• How to complete this task
Your reply should hold the line containing "Query: sea water" and every later line of the records, reproduced exactly, and no other lines.

Content starts

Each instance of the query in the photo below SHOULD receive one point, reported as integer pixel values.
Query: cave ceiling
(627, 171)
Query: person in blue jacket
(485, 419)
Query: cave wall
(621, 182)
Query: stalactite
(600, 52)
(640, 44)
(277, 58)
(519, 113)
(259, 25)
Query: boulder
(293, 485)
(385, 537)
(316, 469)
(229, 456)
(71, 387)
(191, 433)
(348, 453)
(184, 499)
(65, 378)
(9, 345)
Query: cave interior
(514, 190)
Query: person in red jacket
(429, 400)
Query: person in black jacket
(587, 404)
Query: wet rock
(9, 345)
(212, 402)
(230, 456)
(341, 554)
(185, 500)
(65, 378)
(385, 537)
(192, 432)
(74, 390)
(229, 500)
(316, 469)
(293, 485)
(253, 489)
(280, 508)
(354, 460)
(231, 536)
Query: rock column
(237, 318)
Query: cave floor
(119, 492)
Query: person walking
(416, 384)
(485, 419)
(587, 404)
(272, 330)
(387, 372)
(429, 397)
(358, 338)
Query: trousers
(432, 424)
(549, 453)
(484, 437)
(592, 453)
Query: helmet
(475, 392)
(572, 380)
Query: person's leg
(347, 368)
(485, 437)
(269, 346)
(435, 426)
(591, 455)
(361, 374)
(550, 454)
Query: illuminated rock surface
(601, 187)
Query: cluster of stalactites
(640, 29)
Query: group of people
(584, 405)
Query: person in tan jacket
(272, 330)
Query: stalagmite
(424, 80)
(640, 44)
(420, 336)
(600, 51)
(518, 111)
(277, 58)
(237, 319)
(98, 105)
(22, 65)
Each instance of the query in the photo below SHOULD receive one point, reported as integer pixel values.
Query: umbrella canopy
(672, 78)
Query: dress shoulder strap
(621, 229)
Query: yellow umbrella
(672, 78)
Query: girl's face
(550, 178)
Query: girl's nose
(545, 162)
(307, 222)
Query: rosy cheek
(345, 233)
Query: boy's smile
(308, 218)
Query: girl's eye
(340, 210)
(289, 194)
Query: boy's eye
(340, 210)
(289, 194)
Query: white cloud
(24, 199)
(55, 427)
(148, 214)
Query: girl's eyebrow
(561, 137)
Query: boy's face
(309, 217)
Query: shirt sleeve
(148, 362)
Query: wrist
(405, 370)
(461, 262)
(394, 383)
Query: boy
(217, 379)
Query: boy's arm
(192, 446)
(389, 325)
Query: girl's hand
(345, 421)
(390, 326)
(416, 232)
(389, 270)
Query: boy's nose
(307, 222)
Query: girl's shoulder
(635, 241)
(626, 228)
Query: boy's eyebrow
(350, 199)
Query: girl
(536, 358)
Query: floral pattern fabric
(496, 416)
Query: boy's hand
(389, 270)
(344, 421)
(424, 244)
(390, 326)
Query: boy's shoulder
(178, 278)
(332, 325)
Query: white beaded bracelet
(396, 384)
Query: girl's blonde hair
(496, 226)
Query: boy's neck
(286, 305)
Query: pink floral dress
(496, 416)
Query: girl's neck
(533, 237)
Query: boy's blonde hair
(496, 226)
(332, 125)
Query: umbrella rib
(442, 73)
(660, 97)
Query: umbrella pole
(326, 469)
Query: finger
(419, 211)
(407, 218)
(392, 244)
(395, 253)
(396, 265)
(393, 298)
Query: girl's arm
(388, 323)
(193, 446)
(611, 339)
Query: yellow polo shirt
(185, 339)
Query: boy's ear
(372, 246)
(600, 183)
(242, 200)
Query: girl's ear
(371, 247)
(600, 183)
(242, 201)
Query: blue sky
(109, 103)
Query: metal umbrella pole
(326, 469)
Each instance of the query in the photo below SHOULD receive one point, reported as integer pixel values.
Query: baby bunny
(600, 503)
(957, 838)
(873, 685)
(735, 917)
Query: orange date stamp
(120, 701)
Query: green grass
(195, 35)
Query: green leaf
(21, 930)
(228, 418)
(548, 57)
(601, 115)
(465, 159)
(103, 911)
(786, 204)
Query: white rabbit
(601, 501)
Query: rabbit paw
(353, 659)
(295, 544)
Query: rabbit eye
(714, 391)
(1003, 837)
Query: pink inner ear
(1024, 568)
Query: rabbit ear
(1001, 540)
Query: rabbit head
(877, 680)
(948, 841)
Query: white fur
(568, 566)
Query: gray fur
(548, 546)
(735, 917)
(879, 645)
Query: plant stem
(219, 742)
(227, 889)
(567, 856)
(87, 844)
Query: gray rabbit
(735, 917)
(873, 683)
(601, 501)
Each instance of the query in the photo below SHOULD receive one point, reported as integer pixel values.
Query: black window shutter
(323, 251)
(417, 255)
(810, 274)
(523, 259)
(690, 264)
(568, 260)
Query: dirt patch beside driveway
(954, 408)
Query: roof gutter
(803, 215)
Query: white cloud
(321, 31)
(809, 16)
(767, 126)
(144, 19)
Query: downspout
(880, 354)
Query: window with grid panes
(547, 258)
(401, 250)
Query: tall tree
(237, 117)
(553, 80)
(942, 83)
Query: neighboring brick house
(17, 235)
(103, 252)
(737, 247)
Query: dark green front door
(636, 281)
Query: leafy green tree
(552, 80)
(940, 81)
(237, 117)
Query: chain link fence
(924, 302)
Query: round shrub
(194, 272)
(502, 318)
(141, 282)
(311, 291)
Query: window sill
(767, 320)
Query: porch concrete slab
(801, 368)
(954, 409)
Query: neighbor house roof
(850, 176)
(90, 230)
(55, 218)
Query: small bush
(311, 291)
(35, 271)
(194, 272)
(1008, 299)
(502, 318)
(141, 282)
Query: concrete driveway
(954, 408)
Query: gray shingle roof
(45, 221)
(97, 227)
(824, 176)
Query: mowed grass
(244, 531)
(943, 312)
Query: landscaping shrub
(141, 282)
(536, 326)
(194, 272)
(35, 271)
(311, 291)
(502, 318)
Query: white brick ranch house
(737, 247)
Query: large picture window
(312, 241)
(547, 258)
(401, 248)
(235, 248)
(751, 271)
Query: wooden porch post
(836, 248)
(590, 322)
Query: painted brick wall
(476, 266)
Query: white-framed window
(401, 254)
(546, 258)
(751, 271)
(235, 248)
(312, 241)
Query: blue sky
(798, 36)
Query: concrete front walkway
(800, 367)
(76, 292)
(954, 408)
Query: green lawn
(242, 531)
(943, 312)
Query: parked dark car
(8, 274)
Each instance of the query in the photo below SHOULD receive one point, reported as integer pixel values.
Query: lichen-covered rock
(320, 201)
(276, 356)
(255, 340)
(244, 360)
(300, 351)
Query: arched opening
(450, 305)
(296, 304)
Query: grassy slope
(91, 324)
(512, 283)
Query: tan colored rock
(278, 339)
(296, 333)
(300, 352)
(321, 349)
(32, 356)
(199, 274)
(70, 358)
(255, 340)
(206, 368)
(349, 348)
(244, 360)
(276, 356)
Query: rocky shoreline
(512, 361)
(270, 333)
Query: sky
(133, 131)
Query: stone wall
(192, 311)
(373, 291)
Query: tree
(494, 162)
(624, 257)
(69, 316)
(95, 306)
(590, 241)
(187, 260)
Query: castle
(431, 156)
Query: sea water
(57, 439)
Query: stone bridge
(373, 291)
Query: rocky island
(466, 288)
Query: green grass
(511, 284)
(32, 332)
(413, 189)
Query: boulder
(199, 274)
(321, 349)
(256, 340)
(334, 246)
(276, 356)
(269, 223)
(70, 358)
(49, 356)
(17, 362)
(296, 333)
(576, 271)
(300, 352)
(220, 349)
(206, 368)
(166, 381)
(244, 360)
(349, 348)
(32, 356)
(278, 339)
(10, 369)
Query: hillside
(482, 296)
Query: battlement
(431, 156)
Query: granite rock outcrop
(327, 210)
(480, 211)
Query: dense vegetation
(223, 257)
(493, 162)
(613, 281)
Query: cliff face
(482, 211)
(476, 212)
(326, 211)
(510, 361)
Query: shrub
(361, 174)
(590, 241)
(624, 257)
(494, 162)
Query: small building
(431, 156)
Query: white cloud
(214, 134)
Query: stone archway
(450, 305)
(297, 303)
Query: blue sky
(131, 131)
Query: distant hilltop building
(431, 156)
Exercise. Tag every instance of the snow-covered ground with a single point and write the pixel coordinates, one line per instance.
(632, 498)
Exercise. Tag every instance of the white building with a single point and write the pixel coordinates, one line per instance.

Content ends

• Response area
Query: sea water
(57, 439)
Query: stone bridge
(373, 291)
Query: rocky island
(466, 288)
Query: green grass
(511, 284)
(32, 332)
(413, 189)
Query: boulder
(199, 274)
(321, 349)
(256, 340)
(334, 246)
(276, 356)
(269, 223)
(70, 358)
(49, 356)
(17, 362)
(296, 333)
(576, 271)
(300, 352)
(220, 349)
(206, 368)
(166, 381)
(244, 360)
(349, 348)
(32, 356)
(278, 339)
(10, 369)
Query: hillside
(482, 296)
Query: battlement
(431, 156)
Query: granite rock outcrop
(327, 210)
(480, 211)
Query: dense vegetation
(223, 257)
(493, 162)
(613, 281)
Query: cliff face
(482, 211)
(476, 212)
(326, 211)
(510, 361)
Query: shrub
(361, 174)
(590, 241)
(624, 257)
(494, 162)
Query: small building
(431, 156)
Query: white cloud
(214, 134)
Query: stone archway
(450, 305)
(297, 303)
Query: blue sky
(131, 131)
Query: distant hilltop building
(431, 156)
Exercise. Tag every instance of the snow-covered ground with a single point and write the pixel coordinates, one line per instance.
(632, 498)
Exercise. Tag every instance of the white building with a single point and write the pixel coordinates, one line per instance.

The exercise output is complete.